▶ GOAL: Lines before the one containing "Point out every instance of the tattoo on leg" are excluded; retype that line and all remaining lines of the material exactly.
#####
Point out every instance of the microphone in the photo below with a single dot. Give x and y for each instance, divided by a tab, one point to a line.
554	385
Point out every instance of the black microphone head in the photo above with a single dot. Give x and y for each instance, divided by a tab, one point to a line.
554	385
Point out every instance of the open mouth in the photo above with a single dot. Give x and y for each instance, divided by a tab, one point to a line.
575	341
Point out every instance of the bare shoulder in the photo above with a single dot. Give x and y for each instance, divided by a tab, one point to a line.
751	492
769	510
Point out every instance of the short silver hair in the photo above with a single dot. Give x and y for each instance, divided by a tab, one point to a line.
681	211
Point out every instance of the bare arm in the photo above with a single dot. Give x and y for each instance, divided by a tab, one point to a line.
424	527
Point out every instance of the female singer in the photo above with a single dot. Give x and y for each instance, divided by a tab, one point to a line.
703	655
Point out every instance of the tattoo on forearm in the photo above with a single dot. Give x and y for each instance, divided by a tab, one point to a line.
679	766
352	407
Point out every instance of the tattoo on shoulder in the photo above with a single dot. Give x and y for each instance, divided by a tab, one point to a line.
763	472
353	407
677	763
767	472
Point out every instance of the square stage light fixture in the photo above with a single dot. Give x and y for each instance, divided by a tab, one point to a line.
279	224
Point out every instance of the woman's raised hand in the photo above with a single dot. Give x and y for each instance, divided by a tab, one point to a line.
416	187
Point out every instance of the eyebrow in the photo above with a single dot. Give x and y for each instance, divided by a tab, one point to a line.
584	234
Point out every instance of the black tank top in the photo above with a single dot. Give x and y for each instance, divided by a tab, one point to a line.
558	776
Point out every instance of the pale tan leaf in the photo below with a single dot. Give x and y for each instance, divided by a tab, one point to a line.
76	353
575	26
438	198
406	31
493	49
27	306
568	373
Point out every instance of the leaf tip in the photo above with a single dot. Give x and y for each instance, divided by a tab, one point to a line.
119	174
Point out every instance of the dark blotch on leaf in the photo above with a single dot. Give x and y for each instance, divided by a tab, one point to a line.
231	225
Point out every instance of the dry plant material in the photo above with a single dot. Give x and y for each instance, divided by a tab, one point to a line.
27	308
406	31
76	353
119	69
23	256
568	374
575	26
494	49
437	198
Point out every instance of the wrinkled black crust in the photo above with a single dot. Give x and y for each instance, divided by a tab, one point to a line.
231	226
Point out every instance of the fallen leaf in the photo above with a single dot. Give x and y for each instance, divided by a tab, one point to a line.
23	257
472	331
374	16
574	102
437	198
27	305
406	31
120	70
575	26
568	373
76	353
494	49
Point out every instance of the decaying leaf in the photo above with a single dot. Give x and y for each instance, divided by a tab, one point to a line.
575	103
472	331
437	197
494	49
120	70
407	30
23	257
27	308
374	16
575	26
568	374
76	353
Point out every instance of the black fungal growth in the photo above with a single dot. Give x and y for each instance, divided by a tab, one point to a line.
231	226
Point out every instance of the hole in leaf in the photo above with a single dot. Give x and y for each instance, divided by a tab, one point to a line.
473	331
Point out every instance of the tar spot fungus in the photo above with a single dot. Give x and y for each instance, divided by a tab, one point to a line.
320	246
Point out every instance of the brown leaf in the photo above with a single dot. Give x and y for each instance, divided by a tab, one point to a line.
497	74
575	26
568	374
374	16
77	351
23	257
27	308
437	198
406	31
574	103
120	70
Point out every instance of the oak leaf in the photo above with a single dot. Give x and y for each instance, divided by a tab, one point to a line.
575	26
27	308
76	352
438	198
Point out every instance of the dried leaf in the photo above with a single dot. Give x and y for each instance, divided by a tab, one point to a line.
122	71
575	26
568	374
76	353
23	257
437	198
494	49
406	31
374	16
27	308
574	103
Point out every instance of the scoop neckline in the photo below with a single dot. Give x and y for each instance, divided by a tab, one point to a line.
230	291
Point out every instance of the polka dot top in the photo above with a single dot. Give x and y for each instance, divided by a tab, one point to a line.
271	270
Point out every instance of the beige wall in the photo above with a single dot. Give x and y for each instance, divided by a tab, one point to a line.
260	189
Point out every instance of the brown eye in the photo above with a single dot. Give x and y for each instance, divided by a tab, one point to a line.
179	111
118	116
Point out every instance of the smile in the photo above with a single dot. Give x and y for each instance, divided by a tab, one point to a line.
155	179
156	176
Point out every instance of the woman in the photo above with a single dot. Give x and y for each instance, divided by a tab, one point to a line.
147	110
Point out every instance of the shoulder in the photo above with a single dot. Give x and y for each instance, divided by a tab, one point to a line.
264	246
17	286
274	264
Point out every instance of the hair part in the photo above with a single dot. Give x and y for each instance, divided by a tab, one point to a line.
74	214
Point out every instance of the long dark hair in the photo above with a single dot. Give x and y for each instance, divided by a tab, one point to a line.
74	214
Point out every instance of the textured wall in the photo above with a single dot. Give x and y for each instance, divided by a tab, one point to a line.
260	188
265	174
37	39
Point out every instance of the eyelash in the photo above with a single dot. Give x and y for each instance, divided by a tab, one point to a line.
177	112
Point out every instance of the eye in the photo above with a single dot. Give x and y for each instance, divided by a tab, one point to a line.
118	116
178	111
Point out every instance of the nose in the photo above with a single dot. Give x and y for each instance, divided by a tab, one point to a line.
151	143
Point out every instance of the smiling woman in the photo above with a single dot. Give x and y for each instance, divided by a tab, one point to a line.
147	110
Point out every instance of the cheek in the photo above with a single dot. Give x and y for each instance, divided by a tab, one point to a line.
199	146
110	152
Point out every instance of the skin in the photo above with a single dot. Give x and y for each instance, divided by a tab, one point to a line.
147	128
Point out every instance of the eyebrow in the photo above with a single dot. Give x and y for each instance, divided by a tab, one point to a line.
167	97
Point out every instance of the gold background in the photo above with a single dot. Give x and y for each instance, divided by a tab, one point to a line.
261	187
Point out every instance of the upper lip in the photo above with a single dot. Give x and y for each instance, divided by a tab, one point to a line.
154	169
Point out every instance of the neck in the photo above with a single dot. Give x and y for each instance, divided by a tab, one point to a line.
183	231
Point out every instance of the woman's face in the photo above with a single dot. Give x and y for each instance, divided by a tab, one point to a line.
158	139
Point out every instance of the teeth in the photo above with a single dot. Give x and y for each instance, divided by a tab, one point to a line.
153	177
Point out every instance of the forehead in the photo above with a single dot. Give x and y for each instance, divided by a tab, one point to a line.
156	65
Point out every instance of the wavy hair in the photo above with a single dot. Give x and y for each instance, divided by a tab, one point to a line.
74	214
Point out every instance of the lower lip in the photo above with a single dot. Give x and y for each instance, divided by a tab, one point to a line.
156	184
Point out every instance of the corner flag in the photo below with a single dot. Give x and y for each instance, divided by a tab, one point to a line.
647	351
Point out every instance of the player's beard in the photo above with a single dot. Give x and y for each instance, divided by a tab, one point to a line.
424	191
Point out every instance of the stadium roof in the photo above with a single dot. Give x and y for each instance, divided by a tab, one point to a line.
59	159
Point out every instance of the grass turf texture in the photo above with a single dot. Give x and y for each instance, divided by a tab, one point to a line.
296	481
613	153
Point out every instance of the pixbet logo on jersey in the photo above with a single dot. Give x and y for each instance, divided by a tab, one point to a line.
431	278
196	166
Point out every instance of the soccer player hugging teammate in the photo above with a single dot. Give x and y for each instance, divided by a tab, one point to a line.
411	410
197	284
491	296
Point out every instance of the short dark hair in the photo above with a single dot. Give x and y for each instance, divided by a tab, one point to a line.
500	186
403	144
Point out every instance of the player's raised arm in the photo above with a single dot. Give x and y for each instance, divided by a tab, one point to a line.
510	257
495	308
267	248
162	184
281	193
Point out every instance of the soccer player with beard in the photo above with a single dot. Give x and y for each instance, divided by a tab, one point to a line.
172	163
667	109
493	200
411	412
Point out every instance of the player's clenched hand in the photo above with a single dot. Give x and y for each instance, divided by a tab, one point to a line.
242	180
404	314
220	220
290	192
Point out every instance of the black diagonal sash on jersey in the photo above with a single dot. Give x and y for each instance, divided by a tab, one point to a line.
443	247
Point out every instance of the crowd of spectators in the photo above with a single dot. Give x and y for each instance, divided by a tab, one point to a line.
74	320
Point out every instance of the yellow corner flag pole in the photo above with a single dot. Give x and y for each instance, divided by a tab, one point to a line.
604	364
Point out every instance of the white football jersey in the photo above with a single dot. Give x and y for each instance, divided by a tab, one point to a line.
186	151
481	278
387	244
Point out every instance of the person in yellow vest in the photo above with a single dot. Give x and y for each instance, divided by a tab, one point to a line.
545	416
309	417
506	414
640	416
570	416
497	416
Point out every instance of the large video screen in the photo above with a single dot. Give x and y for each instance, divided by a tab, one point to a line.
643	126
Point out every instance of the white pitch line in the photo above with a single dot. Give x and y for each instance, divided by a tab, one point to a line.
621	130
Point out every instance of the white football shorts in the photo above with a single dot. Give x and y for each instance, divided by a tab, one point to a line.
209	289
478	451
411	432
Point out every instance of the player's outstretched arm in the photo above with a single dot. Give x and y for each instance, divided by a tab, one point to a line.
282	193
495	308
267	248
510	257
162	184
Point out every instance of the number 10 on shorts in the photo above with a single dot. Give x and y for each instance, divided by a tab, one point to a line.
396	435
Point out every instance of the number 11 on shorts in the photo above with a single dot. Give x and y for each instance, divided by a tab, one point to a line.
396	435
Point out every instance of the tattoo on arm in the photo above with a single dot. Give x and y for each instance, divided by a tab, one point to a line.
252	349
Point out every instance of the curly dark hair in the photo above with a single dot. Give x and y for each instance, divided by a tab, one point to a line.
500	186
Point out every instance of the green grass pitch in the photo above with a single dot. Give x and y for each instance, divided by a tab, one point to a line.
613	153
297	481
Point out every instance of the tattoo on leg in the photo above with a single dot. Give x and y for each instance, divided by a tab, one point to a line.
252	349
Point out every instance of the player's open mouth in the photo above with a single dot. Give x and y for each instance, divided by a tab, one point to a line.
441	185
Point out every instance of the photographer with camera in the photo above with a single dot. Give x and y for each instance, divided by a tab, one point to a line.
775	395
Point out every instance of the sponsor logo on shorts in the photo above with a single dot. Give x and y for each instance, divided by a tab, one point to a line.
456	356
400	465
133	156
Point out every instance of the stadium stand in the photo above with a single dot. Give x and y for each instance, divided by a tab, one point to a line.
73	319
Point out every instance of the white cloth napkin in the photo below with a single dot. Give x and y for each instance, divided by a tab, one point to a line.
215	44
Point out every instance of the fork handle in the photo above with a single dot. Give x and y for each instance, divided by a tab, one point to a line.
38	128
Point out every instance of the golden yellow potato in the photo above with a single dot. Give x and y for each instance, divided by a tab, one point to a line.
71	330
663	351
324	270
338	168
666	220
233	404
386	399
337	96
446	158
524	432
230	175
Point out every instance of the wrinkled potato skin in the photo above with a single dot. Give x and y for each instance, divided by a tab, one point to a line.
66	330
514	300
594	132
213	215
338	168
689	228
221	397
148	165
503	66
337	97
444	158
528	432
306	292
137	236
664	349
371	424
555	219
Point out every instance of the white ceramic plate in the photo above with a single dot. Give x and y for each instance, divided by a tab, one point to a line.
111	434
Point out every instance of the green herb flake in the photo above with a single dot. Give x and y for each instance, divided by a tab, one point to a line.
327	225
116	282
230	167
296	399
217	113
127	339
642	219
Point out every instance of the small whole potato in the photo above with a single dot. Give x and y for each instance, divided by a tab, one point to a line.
#####
▶ FULL ANSWER:
Point out every instance of the tattoo on leg in the photo above with a single dot. Give x and y for each instance, divided by a tab, one point to a line.
252	349
Point out every instance of the player's open mouth in the photo above with a single dot. Give x and y for each instance, divided by a tab, one point to a line.
441	185
Point out every instance of the photographer with camera in the photo above with a single dot. Give x and y for each instance, divided by a tab, one point to a line.
775	395
Point out every instance of the sponsor logo on shorts in the photo above with a single dot. Give x and y for each instance, divided by a tab, one point to a line.
456	356
400	465
133	156
Point out every instance of the stadium stand in the photo above with a single dot. Give x and y for each instance, divided by a tab, one point to a line.
73	319
Point out every instance of the white cloth napkin in the photo below with a single dot. Give x and y for each instance, divided by a tab, one point to a line.
215	44
Point out every instance of the fork handle in the photo above with a single dot. Give x and y for each instance, divided by a tab, one point to a line.
38	128
Point out every instance of the golden yellow potato in the photo above with a single dot. Give x and y for each instance, divided by a tab, one point to a line.
71	330
663	351
324	270
338	168
666	220
233	404
386	399
337	96
446	158
524	432
230	175
Point out every instance of the wrinkled potato skin in the photo above with a single dot. Give x and y for each instance, divided by a tab, one point to a line.
66	330
514	300
594	132
213	215
338	168
689	228
221	397
148	165
503	66
337	97
444	158
528	432
306	292
137	236
664	349
371	424
555	219
Point out every instance of the white ceramic plate in the photo above with a single dot. Give x and y for each instance, divided by a tab, one point to a line.
111	434
Point out every instance of the green herb flake in the photo above with a single dot. Give x and y for each instance, divided by a tab, one point to a line.
327	225
116	282
230	167
296	399
217	113
127	339
642	219
Point out every instance of the small whole potato in the photo above with a single dot. Give x and y for each instance, divided by a tab, one point to a line.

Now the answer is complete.